[Nd-talk] FW: [State-affiliate-leadership-list] No Help from the Senate HELP Committee: Increasing the Wage Disparity for Workers with Disabilities

Milton Ota mota1252 at gmail.com
Wed Jun 26 20:45:23 UTC 2013


 

 

From: State-affiliate-leadership-list
[mailto:state-affiliate-leadership-list-bounces at nfbnet.org] On Behalf Of
Lewis, Anil
Sent: Wednesday, June 26, 2013 3:35 PM
To: Affiliate Presidents (state-affiliate-leadership-list at nfbnet.org); NFB
Chapter Presidents discussion list (chapter-presidents at nfbnet.org); NABS
List (nabs-l at nfbnet.org)
Subject: [State-affiliate-leadership-list] No Help from the Senate HELP
Committee: Increasing the Wage Disparity for Workers with Disabilities

 

No Help from the Senate HELP Committee: Increasing the Wage Disparity for
Workers with Disabilities 

Submitted by alewis on Wed, 06/26/2013 - 14:16 

https://nfb.org/blog/vonb-blog/no-help-senate-help-committee-increasing-wage
-disparity-workers-disabilities

 

Blog Date: 

Wednesday, June 26, 2013

By Anil Lewis

 

Yesterday was the seventy-fifth anniversary of the Fair Labor Standards Act
(FLSA), which is a monumental piece of legislation for most American
workers.  The FLSA provides for the payment of a federal minimum wage, which
is now $7.25 per hour, to every American citizen.  To commemorate this
seventy-fifth anniversary, the Senate Committee on Health, Education, Labor
and Pensions (HELP) conducted a hearing entitled "Building a Foundation of
Fairness: 75 Years of the Federal Minimum Wage," to discuss a proposed
increase in the federal minimum wage. 

 

However, many people with disabilities chose not to celebrate this
anniversary because Section 14(c) of the FLSA excludes Americans with
Disabilities from the "foundation of fairness" by allowing employers to
obtain a Special Wage Certificate that permits them to pay their workers
with disabilities less than the federal minimum wage.  In fact, the wage
foundation of some workers with disabilities starts at three cents per hour.

[A block of data]
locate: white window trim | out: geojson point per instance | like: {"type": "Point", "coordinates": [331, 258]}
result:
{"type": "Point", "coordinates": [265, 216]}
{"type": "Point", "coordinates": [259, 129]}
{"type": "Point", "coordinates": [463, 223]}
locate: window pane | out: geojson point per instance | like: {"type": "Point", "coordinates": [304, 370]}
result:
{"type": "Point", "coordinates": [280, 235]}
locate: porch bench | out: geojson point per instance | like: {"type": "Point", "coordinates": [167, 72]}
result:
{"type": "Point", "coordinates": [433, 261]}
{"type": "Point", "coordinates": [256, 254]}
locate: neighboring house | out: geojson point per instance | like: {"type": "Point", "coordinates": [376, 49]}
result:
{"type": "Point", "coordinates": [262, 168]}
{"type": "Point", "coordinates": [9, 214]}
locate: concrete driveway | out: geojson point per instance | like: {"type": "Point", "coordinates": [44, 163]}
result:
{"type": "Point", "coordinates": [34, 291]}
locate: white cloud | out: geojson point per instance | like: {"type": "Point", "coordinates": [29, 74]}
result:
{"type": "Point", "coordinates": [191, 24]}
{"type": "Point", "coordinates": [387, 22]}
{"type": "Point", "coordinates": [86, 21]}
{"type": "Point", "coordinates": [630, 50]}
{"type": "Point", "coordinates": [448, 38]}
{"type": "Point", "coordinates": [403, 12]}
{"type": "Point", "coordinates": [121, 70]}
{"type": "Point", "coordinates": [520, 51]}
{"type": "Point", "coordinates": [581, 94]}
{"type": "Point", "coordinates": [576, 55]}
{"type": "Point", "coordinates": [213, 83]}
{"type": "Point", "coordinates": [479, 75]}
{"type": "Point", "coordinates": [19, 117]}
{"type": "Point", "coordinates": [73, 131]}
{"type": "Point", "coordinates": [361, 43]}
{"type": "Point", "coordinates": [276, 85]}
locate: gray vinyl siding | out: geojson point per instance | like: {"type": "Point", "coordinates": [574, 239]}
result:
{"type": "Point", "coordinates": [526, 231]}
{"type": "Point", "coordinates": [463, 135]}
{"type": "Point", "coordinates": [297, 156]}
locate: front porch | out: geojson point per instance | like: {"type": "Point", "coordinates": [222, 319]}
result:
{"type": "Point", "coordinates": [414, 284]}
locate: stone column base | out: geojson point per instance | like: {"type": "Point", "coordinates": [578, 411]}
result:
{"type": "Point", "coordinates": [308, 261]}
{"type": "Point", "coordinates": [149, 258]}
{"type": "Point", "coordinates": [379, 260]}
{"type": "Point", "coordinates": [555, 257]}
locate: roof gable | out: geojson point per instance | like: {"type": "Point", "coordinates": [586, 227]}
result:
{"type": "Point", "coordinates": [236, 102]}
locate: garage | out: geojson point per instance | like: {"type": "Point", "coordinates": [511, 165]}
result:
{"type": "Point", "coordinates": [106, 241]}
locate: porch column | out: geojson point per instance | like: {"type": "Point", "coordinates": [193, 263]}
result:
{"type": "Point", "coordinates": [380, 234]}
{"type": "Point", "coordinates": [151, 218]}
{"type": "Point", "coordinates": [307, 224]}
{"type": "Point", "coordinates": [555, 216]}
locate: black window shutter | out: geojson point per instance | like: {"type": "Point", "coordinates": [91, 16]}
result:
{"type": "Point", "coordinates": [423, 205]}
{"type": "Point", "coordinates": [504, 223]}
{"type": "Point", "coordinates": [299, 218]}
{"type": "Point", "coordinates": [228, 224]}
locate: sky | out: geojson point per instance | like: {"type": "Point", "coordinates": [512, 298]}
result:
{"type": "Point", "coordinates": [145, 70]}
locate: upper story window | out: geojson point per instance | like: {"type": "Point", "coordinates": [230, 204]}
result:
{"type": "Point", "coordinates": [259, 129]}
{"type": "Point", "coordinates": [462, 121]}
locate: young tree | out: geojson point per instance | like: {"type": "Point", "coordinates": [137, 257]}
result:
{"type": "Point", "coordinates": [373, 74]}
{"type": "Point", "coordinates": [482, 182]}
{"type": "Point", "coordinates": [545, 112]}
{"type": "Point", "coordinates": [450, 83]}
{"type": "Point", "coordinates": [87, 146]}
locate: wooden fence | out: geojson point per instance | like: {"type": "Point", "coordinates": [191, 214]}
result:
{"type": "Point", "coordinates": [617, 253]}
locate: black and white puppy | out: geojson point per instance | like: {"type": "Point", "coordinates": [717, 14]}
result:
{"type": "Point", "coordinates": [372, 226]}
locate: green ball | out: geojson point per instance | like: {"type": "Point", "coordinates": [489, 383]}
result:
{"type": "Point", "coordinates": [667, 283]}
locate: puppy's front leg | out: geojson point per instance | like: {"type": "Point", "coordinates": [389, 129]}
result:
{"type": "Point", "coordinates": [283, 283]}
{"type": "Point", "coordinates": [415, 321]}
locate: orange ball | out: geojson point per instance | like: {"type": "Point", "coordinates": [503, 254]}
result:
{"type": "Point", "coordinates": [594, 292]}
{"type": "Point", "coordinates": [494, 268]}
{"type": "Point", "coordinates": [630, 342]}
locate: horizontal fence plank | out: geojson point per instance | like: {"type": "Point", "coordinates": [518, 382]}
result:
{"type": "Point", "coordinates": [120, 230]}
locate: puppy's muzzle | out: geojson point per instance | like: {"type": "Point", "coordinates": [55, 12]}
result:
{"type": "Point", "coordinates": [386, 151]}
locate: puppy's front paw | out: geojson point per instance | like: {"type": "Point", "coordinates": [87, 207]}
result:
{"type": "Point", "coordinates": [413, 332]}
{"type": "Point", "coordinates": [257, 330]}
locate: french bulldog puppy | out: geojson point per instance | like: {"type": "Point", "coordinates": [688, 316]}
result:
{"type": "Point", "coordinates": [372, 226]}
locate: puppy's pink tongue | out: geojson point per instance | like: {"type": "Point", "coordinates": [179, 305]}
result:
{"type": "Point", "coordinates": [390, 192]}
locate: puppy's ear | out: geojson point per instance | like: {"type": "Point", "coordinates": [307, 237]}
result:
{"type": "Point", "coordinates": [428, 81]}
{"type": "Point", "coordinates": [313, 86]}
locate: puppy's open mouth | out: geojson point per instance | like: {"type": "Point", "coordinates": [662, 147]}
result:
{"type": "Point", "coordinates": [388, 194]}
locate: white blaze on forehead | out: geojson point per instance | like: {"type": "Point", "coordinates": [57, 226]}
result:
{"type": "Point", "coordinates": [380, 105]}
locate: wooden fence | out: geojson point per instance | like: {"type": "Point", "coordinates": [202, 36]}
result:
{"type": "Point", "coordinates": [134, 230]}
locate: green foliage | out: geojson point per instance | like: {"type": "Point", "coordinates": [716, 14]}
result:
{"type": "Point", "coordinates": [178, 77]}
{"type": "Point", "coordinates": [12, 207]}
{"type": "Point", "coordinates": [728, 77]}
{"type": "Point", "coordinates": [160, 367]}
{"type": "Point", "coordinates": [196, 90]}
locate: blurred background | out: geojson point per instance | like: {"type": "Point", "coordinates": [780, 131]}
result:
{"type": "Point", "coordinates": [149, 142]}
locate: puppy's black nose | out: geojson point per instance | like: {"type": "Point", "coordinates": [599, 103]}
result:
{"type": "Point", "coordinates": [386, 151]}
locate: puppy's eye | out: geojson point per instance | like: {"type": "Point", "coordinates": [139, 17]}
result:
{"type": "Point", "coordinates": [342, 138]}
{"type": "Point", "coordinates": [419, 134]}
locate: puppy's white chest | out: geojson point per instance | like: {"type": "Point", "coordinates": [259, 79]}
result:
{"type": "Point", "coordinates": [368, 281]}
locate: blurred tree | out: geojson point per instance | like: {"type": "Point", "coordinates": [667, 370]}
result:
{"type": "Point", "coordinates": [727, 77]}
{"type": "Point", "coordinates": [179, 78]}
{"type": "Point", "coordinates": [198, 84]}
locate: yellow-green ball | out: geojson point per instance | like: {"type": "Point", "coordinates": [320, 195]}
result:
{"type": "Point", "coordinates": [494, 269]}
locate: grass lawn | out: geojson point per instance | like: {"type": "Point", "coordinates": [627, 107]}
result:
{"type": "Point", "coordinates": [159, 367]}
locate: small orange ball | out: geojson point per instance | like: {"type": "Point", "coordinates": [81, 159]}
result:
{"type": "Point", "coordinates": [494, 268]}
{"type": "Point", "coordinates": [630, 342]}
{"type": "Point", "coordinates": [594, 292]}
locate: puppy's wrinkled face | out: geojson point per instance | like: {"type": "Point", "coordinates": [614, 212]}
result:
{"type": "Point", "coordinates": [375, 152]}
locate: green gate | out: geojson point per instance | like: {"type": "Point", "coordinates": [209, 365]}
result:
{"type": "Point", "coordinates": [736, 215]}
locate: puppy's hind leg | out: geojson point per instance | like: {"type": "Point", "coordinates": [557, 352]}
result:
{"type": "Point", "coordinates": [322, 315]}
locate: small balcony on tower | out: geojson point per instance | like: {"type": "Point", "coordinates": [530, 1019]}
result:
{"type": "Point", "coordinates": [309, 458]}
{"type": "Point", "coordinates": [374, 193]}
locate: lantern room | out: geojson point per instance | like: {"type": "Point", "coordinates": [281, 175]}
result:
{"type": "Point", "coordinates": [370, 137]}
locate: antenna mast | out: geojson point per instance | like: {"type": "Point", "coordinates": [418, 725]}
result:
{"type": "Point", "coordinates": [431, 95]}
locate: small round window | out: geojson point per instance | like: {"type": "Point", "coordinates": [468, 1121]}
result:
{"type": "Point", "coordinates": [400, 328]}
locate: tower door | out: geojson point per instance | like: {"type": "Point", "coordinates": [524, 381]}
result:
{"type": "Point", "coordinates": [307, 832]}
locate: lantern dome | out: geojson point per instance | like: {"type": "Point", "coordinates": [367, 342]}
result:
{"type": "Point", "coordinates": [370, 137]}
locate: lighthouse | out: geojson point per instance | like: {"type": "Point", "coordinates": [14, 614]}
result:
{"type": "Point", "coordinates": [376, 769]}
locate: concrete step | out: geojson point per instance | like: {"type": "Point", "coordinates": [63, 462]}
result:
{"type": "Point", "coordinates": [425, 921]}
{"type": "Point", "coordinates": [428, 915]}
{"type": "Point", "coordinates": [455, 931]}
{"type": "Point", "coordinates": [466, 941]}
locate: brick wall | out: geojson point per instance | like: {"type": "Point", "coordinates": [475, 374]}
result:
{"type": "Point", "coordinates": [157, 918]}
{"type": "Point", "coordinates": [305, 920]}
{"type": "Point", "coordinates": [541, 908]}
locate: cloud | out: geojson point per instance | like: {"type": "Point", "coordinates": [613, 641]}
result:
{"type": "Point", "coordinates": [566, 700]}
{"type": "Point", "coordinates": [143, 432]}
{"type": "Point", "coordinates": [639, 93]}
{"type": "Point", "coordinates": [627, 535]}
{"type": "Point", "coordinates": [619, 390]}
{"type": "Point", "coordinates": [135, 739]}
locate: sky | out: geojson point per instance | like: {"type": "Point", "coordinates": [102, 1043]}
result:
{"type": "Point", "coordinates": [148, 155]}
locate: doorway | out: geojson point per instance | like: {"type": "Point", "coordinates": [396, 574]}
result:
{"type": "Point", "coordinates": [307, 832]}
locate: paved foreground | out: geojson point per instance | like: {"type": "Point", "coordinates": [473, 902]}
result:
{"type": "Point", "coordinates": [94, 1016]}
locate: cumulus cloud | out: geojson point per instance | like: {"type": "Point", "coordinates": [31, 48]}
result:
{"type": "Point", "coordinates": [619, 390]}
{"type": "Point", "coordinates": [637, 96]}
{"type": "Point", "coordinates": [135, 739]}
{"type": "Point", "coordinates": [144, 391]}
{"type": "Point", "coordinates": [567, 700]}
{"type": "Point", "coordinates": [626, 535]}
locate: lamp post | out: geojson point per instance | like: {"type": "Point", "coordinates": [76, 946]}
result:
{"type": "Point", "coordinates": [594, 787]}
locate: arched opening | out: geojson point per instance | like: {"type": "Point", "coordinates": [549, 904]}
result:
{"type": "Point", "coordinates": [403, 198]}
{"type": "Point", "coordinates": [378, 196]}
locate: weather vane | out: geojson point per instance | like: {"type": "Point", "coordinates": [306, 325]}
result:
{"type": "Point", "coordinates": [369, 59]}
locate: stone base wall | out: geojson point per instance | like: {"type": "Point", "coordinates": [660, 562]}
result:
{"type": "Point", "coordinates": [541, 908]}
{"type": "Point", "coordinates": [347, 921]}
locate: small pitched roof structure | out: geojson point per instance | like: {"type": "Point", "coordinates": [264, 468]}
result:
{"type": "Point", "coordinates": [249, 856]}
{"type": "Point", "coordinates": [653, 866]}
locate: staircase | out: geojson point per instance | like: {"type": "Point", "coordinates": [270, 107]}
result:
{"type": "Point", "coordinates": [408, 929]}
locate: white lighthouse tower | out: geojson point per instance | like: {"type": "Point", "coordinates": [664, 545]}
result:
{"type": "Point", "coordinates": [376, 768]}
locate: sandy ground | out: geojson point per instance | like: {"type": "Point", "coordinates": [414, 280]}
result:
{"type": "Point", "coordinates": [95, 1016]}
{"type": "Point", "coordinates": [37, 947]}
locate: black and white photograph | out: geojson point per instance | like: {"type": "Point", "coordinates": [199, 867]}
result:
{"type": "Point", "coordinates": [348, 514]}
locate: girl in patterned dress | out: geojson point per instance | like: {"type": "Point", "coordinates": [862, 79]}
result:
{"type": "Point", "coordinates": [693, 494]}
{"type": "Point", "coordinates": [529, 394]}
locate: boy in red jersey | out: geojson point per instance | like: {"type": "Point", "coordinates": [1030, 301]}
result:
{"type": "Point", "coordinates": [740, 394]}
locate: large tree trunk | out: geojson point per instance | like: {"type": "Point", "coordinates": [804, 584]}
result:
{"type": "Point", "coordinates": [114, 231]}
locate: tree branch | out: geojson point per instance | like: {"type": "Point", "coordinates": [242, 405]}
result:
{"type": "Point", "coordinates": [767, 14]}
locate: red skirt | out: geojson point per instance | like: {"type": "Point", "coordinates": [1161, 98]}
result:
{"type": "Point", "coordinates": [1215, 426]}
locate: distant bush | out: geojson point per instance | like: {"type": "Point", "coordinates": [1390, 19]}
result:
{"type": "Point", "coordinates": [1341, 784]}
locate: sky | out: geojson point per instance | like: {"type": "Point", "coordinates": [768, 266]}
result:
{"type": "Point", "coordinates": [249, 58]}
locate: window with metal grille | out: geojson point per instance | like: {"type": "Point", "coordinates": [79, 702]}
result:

* _EXERCISE DETAILS_
Carry on with the blog post on Section 14(c) wages, starting right after its final sentence. This data is separate material, apart from the blog post on Section 14(c) wages.

* _FINAL ANSWER_
While the Senate HELP Committee states that it is "keeping up with a
changing economy" by "indexing the minimum wage," committee members are
ignoring the plight of workers with disabilities by refusing to abolish an
unfair, discriminatory, and immoral provision that condemns hundreds of
thousands of people with disabilities to lives of low expectations,
subminimum wages, and public assistance.     

 

The National Federation of the Blind and over fifty other committed
organizations of and for people with disabilities are working to eliminate
the payment of subminimum wages to workers with disabilities by advocating
for the repeal of Section 14(c) of the FLSA.  The Fair Wages for Workers
with Disabilities Act of 2013, HR 831, has been introduced in the U.S. House
of Representatives to phase out the use of this discriminatory provision
over a three-year period.  Rather than helping to eradicate Section 14(c) of
the FLSA, on Thursday, June 20, 2013, the Senate HELP Committee conducted a
hearing on the reauthorization of the Workforce Investment Act (WIA), and
chose to consider language that would actually result in an increase in the
use of this intolerable provision.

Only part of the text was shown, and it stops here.